• [Yapmanız gereken]: İnşaat sektörü yazısında "Türkiye’de ekonominin temel" kısmından "piyasasıyla doğrudan ilişkilidir." kısmına kadar uzanan bölümü, iki ucu da dahil, hiç değiştirmeden aynen yazın.

• [Metin bölümü]:
»»

Türkiye'de ekonominin temel elemanı inşaat sektörüdür.
Türkiye’de ekonominin temel elemanı inşaat sektörüdür. İnşaat sektörü diğer sektörlerle ilişkisi nedeniyle ön plana çıkmıştır. Sürdürülebilir bir yapının ortaya çıkarıldığı da düşünülebilir. Fakat sektör yüksek sermaye yatırımı ihtiyacı nedeniyle özellikle kredi piyasasıyla doğrudan ilişkilidir.
Toplam kredilerin yüzde 20’si inşaat sektörüne kullandırılmaktadır. Bu rakama toplam kredilerin yüzde 10’una varan konut kredileri dahil değildir. Yani kredi piyasasında inşaatın yüzde 30’luk doğrudan payı bulunur. Üstelik teminat bakımından gayrimenkul önemli bir araçtır.
Kredi pazarında bir daralma olmaması için inşaat sektörü güçlü tutulmalıdır. Kredi pazarında daralma olması 3. nesil kriz anlamına gelir ve ekonomi üzerinde güçlü bir olumsuz etki yapar. Bu nedenle inşaat sektöründeki gelişmeler belirleyicidir.

««

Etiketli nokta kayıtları
»»

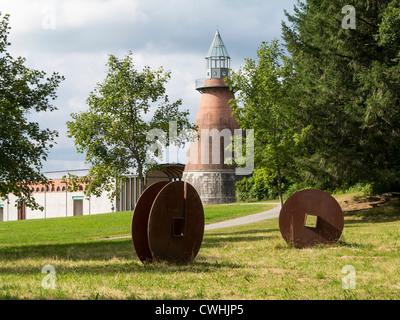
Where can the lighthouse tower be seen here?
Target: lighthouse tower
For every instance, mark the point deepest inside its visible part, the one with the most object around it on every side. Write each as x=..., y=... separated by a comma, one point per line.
x=206, y=167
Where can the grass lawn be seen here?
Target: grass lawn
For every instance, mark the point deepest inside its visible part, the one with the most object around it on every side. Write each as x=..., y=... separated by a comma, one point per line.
x=247, y=262
x=99, y=226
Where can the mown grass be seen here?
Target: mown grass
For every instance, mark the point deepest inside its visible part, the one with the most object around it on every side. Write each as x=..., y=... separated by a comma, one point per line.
x=80, y=228
x=247, y=262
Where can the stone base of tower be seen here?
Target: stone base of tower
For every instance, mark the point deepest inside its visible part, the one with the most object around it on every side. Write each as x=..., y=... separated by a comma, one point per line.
x=213, y=187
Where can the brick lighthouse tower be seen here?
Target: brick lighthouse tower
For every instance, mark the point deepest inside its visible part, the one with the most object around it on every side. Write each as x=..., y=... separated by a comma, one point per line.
x=205, y=167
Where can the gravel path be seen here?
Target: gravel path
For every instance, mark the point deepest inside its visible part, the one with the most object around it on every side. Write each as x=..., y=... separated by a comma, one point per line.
x=269, y=214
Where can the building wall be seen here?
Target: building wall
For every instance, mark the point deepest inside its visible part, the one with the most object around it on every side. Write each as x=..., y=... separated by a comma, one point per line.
x=56, y=204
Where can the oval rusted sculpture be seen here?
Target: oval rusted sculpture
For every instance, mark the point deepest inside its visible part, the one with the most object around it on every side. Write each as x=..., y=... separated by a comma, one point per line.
x=140, y=220
x=311, y=202
x=173, y=218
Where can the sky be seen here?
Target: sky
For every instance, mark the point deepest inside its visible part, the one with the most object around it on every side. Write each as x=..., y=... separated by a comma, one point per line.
x=75, y=38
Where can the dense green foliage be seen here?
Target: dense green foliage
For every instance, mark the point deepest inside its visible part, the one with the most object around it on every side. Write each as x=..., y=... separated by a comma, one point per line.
x=23, y=144
x=349, y=91
x=265, y=102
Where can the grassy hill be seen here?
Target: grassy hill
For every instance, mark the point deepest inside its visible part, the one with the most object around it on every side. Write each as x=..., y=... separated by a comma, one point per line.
x=80, y=228
x=247, y=262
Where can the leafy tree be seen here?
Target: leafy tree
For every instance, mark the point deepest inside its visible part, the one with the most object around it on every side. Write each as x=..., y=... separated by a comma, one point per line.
x=266, y=103
x=113, y=132
x=349, y=85
x=23, y=144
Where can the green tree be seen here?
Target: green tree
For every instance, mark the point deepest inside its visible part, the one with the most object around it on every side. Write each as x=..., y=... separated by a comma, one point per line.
x=349, y=85
x=265, y=102
x=113, y=132
x=23, y=144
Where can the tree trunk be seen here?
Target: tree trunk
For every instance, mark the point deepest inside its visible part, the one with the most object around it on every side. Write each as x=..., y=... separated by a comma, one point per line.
x=280, y=186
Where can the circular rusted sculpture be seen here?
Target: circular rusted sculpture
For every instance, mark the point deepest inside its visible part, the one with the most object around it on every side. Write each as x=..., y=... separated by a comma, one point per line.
x=140, y=220
x=168, y=223
x=311, y=202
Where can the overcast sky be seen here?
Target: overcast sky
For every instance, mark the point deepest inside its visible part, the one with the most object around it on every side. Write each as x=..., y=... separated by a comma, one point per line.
x=75, y=38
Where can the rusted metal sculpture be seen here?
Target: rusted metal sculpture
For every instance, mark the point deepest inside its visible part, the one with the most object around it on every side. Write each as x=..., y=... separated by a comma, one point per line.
x=311, y=202
x=168, y=223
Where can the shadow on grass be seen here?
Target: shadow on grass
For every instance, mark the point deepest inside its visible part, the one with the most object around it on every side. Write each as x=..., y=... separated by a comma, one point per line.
x=384, y=213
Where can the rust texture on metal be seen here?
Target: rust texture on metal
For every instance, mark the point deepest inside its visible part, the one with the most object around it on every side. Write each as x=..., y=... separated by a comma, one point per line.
x=140, y=220
x=311, y=202
x=169, y=223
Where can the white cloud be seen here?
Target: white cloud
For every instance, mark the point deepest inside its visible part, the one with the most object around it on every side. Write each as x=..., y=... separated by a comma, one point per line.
x=174, y=34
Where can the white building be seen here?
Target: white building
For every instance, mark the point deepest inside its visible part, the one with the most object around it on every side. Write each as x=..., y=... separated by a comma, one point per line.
x=57, y=201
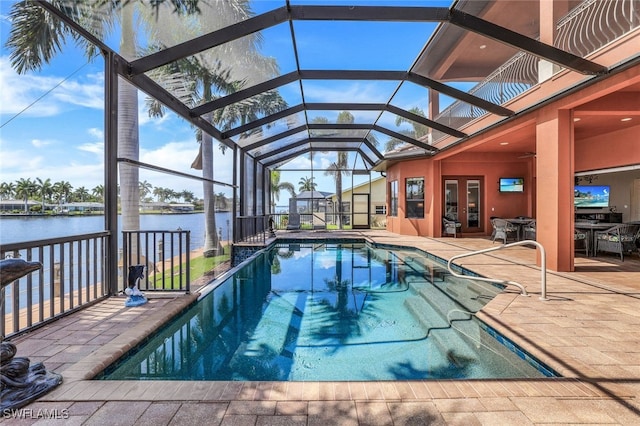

««

• [Görevin sonucu]:
Türkiye’de ekonominin temel elemanı inşaat sektörüdür. İnşaat sektörü diğer sektörlerle ilişkisi nedeniyle ön plana çıkmıştır. Sürdürülebilir bir yapının ortaya çıkarıldığı da düşünülebilir. Fakat sektör yüksek sermaye yatırımı ihtiyacı nedeniyle özellikle kredi piyasasıyla doğrudan ilişkilidir.